*Consigne 1*. Dressez la liste de tous les auteurs des contributions annoncées au programme du dossier dans le texte sur l'Europe.
*Consigne 2*. D'après le texte sur l'Europe, quel surnom donne-t-on à l'Europe ?
*Consigne 3*. Prolongez le texte sur l'Europe à partir de sa dernière phrase.

*Extrait du texte*.
Une Europe encore inapprochable
Dossier coordonné par Thibaud Zuppinger
Lundi 19 mai : Thibaud Zuppinger – Une Europe encore inapprochable
Mardi 20 mai : Catherine Lalumière – Entretien : La place de la culture en Europe et le sens du projet européen
Jeudi 22 mai : Marion Bernard – Patočka et le paradoxe européen
Lundi 26 mai : Alexis Feertchak – De l’oubli européen
Mercredi 28 mai : Janie Pélabay – De l’identification de l’Europe à la légitimation de l’UE
L’Europe toujours mystérieuse
Faire référence à l’ouvrage de Stanley Cavell[1] pour désigner l’Europe celle que l’on surnomme (parfois affectueusement, parfois avec une pointe de dépit) le vieux continent peut surprendre. Mais pour vieux qu’il puisse être, il n’en demeure pas moins difficile à saisir, et ce même par ses habitants qui y naissent, y vivent, s’y déplacent et y votent.
L’union européenne est un rêve, un espoir, un projet ambitieux et il faut bien le reconnaitre, d’une ampleur jamais vue dans l’histoire. Il s’agit sans doute de l’une des réalisations politiques (pacifistes, et ce n’est pas rien) les plus impressionnantes, et pourtant aujourd’hui, à la veille des élections européennes, la flamme européenne semble bien vacillante.
L’objectif de cette semaine thématique est de proposer des clés pour comprendre l’Europe et le désamour que les médias lui attribuent. Pourquoi l’Europe ne fait-elle plus vibrer ses citoyens?
Peut-être parce que les promesses de paix ne sont plus des promesses, mais bien une réalité. L’Europe rêvée, nous y vivons pour une grande partie. De fait, que peut-elle bien avoir à nous offrir, encore, de plus ? La prospérité économique ? Ce projet semble à la fois souffrir d’une conjecture mondiale délicate et d’un manque d’idéalisme, de ferveur dans ce projet.
En fait, le problème semble bien se situer là, l’Europe s’est largement réalisée, son héritage est immense mais c’est bien un héritage. Ce qui nous pousse à avancer, à créer, à découvrir semble mal s’accommoder de la gestion attentionnée d’un héritage.
L’Européen se caractérise par un esprit actif. Le progrès possible construit sa pensée. On cherche autre chose, on cherche à comprendre. Parfois sans finalité précise, sans que ce soit un avantage évident pour le bien. (Catherine Lalumière)
En somme l’Européen est un rêveur, un insatisfait, il est curieux et audacieux. A ce compte là, rien de plus proprement européen qu’une profonde lassitude pour quelque chose qui a accompli bien plus que ne l’imaginaient ses pères fondateurs et ce depuis plus de 60 ans depuis la CECA ce n’est pas rien.
Ce serait évidemment passer trop vite sur l’analyse politique et sociale qui préside à ce que l’on nomme un désintéressement pour l’Europe, mais il y a bien quelque chose comme si l’Europe était victime de son succès.

*Entrées fournies*.
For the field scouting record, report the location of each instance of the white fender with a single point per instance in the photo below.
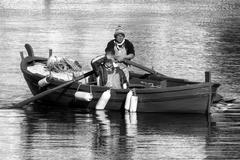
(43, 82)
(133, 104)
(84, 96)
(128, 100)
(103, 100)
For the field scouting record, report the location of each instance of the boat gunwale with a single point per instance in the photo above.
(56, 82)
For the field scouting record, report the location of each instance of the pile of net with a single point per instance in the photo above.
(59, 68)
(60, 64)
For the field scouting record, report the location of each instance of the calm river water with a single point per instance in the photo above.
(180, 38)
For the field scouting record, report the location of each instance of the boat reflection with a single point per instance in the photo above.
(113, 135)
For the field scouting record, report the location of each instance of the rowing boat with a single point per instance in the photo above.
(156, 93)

--

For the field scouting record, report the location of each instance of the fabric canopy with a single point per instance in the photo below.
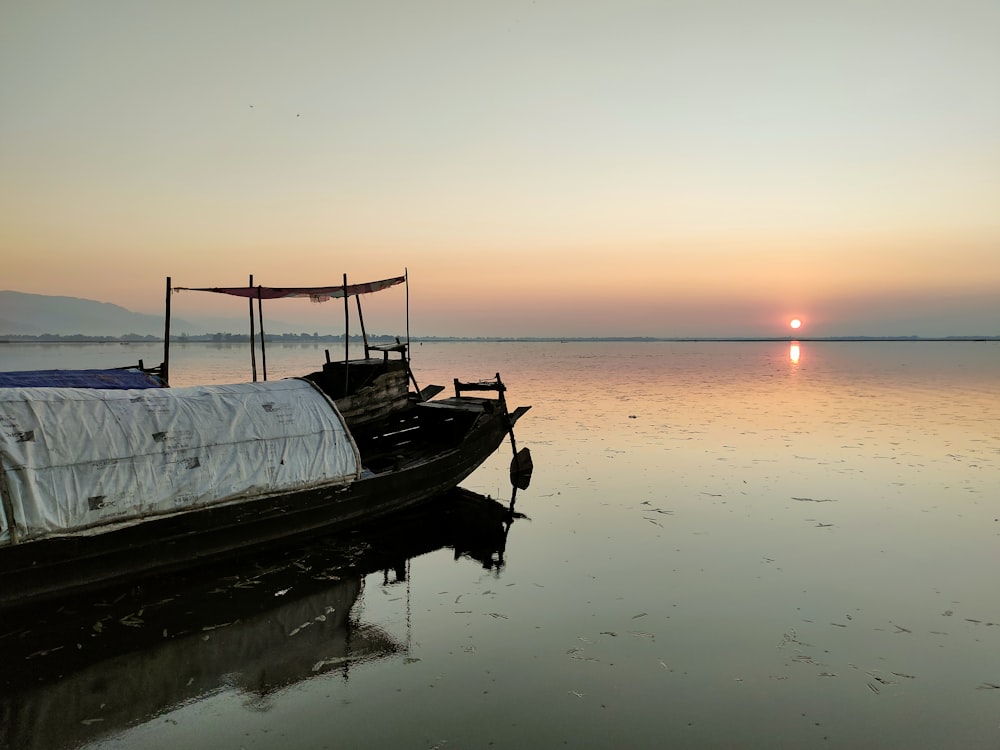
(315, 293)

*Réponse 1*.
- Thibaud Zuppinger
- Catherine Lalumière
- Marion Bernard
- Alexis Feertchak
- Janie Pélabay

*Réponse 2*. Le vieux continent.

*Réponse 3*.
L’Europanéité, si elle existe, est donc la curiosité pour ce qui n’est pas soi pourrait-t-on avancer à la suite de Brague.
Si cette réflexion donne quelques pistes pour comprendre la dynamique de ce phénomène, il importe de cerner les points précis que l’analyse peut retenir pour mener son investigation. Au sein de ce dossier, la question de l’identité européenne est cruciale. Deux articles sur les quatre que comporte ce dossier traitent précisément de cette question. Qui se pense et se proclame européen ?
Tout simplement, peut-on être européen, est-ce quelque chose que l’on peut affirmer ? Cette question est d’emblée présente dans le texte d’Alexis Feertchak, De l’oubli européenne.
Si on ramène cette interrogation à la question de l’usage, il est intéressant de se demander pourquoi on ne se présente pas comme ça ? Pourquoi cette présentation n’est-elle pas en usage ? Ou pourquoi ne nous semble-t-elle pas la plus adéquate pour refléter notre identité ?
L’identité européenne : un projet politique ?
L’une des hypothèses couramment avancée est que la notion d’Européanité est en réalité une référence à une identité évanescente. Les conséquences que l’on donne de cette hypothèses sont en revanche divergentes, selon que l’on entame un projet (européen, bien entendu) de mise au jour de cette conscience oubliée, ou que l’on en conclue (un peu hâtivement sans doute) que l’identité européenne n’existe tout simplement pas, que sa construction est théorique et artificielle, et que au fond, seul l’état-nation procure une identité adéquate pour un usage international.
Cette dernière option, pourtant, rencontre de plein fouet une profonde résistance de l’identité européenne, bien introuvable quand on la cherche, mais qui résiste quand on souhaite s’en débarrasser. Européen nous le sommes, presque malgré nous.
Cette délicate question de l’identité européenne est souvent relayée et associée à un problème politique qui est la défiance populaire envers les dirigeant européens. En effet, on reproche à ceux-ci d’être déconnectés des réalités et surtout d’outrepasser le modèle de la souveraineté de l’état-nation.
Peut-on voir un lien dans ces deux critiques, et les ramener à une question commune ? C’est l’hypothèse que font, en commun, les articles d’Alexis Feertchak et Janie Pelabay : « la crise de légitimation de l’Union européenne (UE), corrélée au constat récurrent de son « déficit démocratique », (est) interprétée comme relevant d’un déficit d’identité substantielle, voire d’un « déficit de communauté » .
Et de ce constat amer ressort bien souvent la volonté de se concentrer sur les valeurs et l’histoire qui sont à l’origine du projet politique européen . Et alors se retrouve alors convoqué les notions d’« héritage », de « mémoire » voire d’un « patrimoine » européen.
Ces tentations appartiennent à ce que l’on pourrait nommer une démarche identificatrice. Cette démarche emprunte deux voies parallèles : les valeurs, ce que Janie Pélabay nomme les convictions éthico-existentielles et l’autre voie qui puise dans l’héritage historique et culturelle.
Or comme le souligne Janie Pélabay, cette démarche identificatrice, pour séduisante qu’elle puisse paraitre, place au second plan ce qui pourtant est mis en avant comme étant le fondement de l’Europe : le projet politique.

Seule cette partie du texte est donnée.